**TASKS TO PERFORM**
a) Reproduce everything in the blue-throated motmot text from "The blue-throated motmot (Aspatha" down to "no close relatives.".
b) Answer these questions using the blue-throated motmot text:
(i) In which countries is the bird found?
(ii) How long is the bird?
(iii) What color is its throat?
c) Pick up the blue-throated motmot text where it stops and carry it on.

**SELECTED TEXT**
═══

Scientific classification
- Kingdom: Animalia
- Phylum: Chordata
- Class: Aves
- Order: Coraciiformes
- Family: Momotidae
- Genus: Aspatha Sharpe, 1892
- Species: A. gularis
- Binomial name: Aspatha gularis (Lafresnaye, 1840)

= Blue-throated motmot =

- Genus: Aspatha
- Species: gularis
- Authority: (Lafresnaye, 1840)
- Conservation status: LC
- Parent authority: Sharpe, 1892

Species of bird

The blue-throated motmot (Aspatha gularis) is a species of bird in the family Momotidae. It is found in El Salvador, Guatemala, Honduras, and Mexico.

==Taxonomy and systematics==

The blue-throated motmot is monotypic. It apparently has no close relatives.

==Description==

The blue-throated motmot is 25.5 to 28.0 cm long and weighs 56.0 to 67.3 g. It has a long, graduated, tail that in contrast to that of most other motmots does not have racquet tips. The side of the adult's head is ochre with a black "ear" spot. It is mostly green above and paler green below. The throat is blue with a black spot just below it. The juvenile is duller and the green of the back is washed with olive.

═══

**INFORMATION GIVEN**
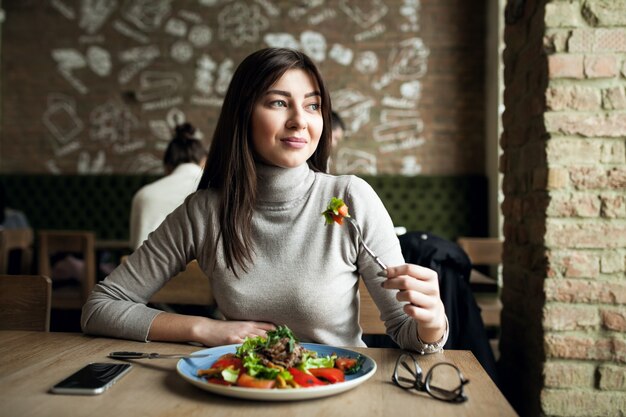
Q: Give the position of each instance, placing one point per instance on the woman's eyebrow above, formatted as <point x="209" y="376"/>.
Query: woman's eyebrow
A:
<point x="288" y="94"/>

═══

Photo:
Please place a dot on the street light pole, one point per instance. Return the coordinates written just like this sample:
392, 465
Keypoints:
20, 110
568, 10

═══

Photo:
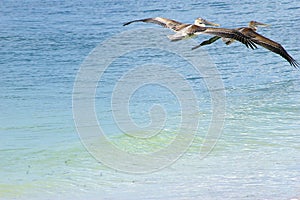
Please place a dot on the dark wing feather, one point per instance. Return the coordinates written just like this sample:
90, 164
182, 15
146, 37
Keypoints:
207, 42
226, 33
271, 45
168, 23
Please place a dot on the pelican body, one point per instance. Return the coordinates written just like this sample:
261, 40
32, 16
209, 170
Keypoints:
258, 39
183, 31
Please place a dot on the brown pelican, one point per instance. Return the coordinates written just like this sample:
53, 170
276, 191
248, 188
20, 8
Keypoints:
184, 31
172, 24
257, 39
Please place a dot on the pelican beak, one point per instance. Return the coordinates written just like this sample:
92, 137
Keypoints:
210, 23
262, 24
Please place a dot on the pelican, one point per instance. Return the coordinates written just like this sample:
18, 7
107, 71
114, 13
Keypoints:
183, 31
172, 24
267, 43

═══

**TASK-BY-TASK ANSWERS**
a)
The blue-throated motmot (Aspatha gularis) is a species of bird in the family Momotidae. It is found in El Salvador, Guatemala, Honduras, and Mexico.

==Taxonomy and systematics==

The blue-throated motmot is monotypic. It apparently has no close relatives.

b)
(i) El Salvador, Guatemala, Honduras, and Mexico
(ii) 25.5 to 28.0 cm
(iii) Blue

c)
==Distribution and habitat==

The blue-throated motmot is found from Oaxaca and Chiapas in Mexico south and east through Guatemala and a bit of El Salvador to Honduras. It inhabits montane evergreen and pine forest of medium to high humidity. In elevation it ranges from 1300 to 3000 m in Mexico but in Honduras it is not found below 1800 m.

==Behavior==
===Feeding===
The blue-throated motmot forages by plucking insects, especially beetles, from foliage while flying. It also eats some fruit and apparently feeds fruit to nestlings.

===Breeding===

The blue-throated motmot nests in a burrow that it excavates in an earth bank; the burrows can be up to 1.8 m long and often have bends in them. In Guatemala it lays eggs in April, and a fledgling was collected in late May in Mexico. The clutch size is three.

===Vocalization===

The blue-throated motmot typically calls from a high exposed perch. It usually gives single "hoot" or "huuk" notes but sometimes strings them together as "hoodloodloodloodl..." .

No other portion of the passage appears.